### Your task
Reproduce verbatim the lines of the listing below, from the line containing "Target: carved stone capital" through the line containing "pixel 11 721", both included.

### Entries provided
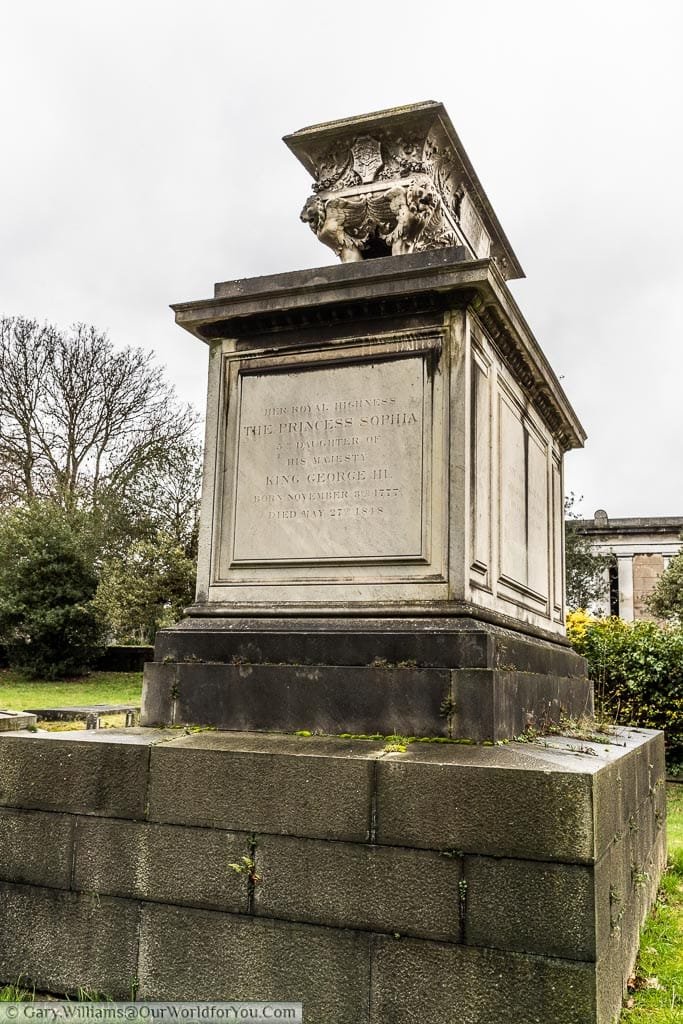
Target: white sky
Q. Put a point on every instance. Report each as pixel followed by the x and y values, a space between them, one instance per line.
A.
pixel 141 161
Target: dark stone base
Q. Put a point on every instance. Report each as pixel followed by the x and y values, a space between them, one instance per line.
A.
pixel 447 883
pixel 453 678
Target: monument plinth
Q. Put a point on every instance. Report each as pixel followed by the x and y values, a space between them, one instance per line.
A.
pixel 383 468
pixel 380 552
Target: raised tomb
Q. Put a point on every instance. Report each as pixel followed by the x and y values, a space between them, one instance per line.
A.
pixel 381 554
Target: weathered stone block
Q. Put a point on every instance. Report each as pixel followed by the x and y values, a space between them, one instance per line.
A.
pixel 284 784
pixel 380 889
pixel 326 969
pixel 530 906
pixel 168 863
pixel 418 982
pixel 60 942
pixel 501 704
pixel 82 772
pixel 498 801
pixel 325 698
pixel 25 856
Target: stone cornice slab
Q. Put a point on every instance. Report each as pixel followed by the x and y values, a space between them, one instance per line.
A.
pixel 414 283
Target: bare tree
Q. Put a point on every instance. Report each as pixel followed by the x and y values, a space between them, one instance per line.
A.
pixel 80 420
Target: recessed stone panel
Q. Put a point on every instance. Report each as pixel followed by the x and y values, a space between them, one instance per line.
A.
pixel 330 463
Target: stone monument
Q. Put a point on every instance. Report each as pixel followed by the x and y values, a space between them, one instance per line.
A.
pixel 381 545
pixel 381 552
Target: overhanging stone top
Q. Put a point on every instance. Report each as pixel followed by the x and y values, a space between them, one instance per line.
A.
pixel 266 305
pixel 397 181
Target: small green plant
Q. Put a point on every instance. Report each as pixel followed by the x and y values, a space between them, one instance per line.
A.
pixel 246 865
pixel 396 744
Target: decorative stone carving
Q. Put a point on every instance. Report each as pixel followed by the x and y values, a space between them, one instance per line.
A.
pixel 397 182
pixel 397 217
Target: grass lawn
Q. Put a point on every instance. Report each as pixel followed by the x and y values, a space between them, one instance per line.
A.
pixel 17 692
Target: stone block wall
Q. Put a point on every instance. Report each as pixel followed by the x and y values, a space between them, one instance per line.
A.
pixel 451 882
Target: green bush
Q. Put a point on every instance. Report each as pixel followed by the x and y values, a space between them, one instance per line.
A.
pixel 48 624
pixel 637 669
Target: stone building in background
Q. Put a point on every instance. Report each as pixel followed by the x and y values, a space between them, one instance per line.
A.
pixel 642 548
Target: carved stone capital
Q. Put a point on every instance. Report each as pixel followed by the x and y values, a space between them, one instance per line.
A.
pixel 397 182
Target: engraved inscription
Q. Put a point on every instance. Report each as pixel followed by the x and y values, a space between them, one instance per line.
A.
pixel 330 463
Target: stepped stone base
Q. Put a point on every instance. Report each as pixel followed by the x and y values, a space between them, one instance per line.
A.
pixel 447 883
pixel 441 677
pixel 11 721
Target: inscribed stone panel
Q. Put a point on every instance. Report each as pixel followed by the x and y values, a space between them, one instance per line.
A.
pixel 330 463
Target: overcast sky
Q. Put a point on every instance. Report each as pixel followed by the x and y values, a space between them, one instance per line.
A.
pixel 141 161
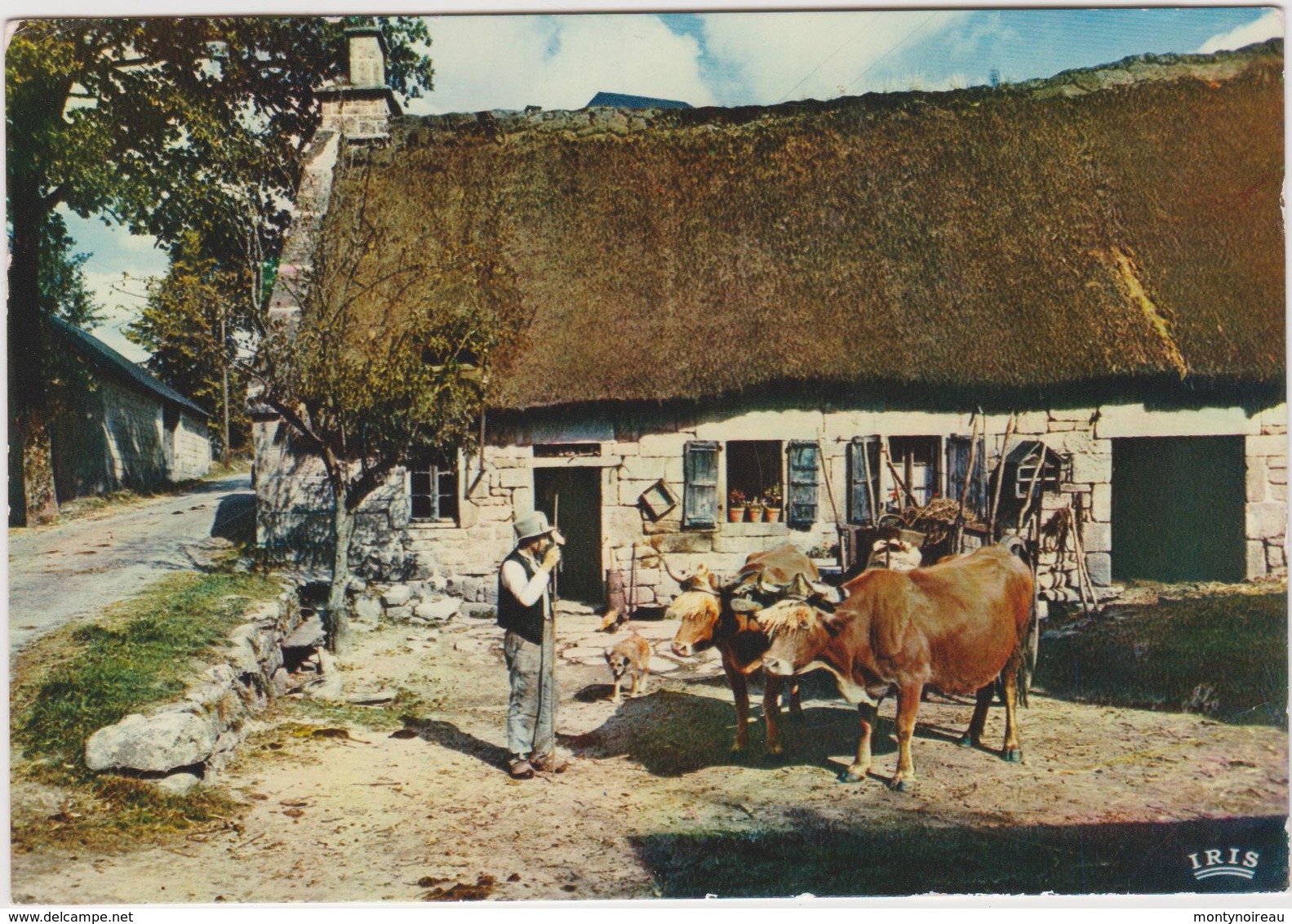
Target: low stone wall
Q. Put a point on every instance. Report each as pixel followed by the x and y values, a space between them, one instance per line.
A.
pixel 185 742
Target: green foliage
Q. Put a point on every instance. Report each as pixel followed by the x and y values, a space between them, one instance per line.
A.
pixel 190 326
pixel 62 276
pixel 177 123
pixel 1223 657
pixel 392 343
pixel 144 653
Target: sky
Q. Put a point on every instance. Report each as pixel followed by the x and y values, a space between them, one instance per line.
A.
pixel 731 60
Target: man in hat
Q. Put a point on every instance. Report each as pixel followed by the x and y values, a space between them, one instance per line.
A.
pixel 525 611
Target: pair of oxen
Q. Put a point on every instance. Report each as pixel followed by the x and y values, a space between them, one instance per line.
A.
pixel 957 626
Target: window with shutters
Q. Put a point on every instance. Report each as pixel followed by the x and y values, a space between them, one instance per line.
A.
pixel 917 460
pixel 753 471
pixel 433 490
pixel 801 496
pixel 700 494
pixel 960 452
pixel 864 481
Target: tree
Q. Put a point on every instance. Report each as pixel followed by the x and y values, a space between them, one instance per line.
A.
pixel 162 126
pixel 388 354
pixel 192 326
pixel 62 276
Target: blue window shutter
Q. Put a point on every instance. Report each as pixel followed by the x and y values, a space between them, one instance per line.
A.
pixel 864 464
pixel 801 502
pixel 957 465
pixel 700 496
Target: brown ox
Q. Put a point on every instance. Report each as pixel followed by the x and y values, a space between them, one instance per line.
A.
pixel 725 618
pixel 957 626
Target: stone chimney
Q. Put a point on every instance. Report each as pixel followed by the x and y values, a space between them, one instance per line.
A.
pixel 361 106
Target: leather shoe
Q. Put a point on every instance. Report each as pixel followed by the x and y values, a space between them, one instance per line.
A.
pixel 549 762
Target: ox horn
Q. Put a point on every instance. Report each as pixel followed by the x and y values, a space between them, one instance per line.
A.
pixel 680 578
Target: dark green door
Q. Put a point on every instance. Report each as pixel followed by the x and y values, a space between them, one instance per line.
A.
pixel 571 498
pixel 1179 508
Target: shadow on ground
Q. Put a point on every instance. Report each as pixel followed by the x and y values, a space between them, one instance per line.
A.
pixel 454 738
pixel 831 859
pixel 235 518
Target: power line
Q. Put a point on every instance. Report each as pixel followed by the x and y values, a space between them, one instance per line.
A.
pixel 877 61
pixel 827 60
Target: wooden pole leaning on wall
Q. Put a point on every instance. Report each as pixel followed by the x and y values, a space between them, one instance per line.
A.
pixel 833 507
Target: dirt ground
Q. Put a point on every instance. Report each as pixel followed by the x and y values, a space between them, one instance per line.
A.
pixel 654 806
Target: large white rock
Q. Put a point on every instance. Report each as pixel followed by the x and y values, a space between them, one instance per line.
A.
pixel 397 596
pixel 155 744
pixel 438 611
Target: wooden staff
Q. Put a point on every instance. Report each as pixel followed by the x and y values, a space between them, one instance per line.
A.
pixel 1083 575
pixel 957 533
pixel 895 476
pixel 830 491
pixel 999 476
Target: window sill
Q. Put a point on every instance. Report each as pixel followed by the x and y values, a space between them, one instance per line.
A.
pixel 779 529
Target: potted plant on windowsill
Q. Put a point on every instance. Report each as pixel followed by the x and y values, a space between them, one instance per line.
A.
pixel 737 504
pixel 771 504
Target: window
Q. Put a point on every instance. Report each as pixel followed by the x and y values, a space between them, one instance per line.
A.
pixel 753 469
pixel 959 449
pixel 801 498
pixel 864 481
pixel 433 489
pixel 700 496
pixel 917 462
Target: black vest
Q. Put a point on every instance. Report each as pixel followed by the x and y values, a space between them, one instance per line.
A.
pixel 514 616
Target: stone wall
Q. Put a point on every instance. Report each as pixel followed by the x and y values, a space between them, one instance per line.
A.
pixel 111 438
pixel 190 447
pixel 188 740
pixel 465 554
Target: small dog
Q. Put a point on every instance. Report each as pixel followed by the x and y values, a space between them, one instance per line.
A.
pixel 631 655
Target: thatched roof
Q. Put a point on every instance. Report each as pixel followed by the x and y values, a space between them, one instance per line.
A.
pixel 1114 224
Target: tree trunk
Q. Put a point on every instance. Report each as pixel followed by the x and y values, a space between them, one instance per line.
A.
pixel 33 464
pixel 337 606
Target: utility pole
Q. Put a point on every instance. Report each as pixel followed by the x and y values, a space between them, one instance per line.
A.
pixel 224 383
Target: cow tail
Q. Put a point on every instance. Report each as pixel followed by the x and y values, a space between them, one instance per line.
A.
pixel 1019 660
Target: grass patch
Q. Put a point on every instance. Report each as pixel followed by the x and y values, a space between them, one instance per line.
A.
pixel 1220 655
pixel 142 651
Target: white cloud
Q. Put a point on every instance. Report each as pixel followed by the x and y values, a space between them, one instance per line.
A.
pixel 557 62
pixel 1269 26
pixel 121 300
pixel 766 59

### Response
Target: carved stone capital
Q. Put a point on every instance. Report each as pixel followed by the x and y values, a space between them, one instance per line.
A.
pixel 397 182
Target: engraved inscription
Q. Put a point on every instance. Report each as pixel followed by the x and y values, a space between them, one instance per line.
A.
pixel 330 463
Target: stepped stone base
Q. Put a point on every instance. Report each as pixel followed by the x and y values, a space between them, one instance per line.
A.
pixel 447 883
pixel 441 677
pixel 11 721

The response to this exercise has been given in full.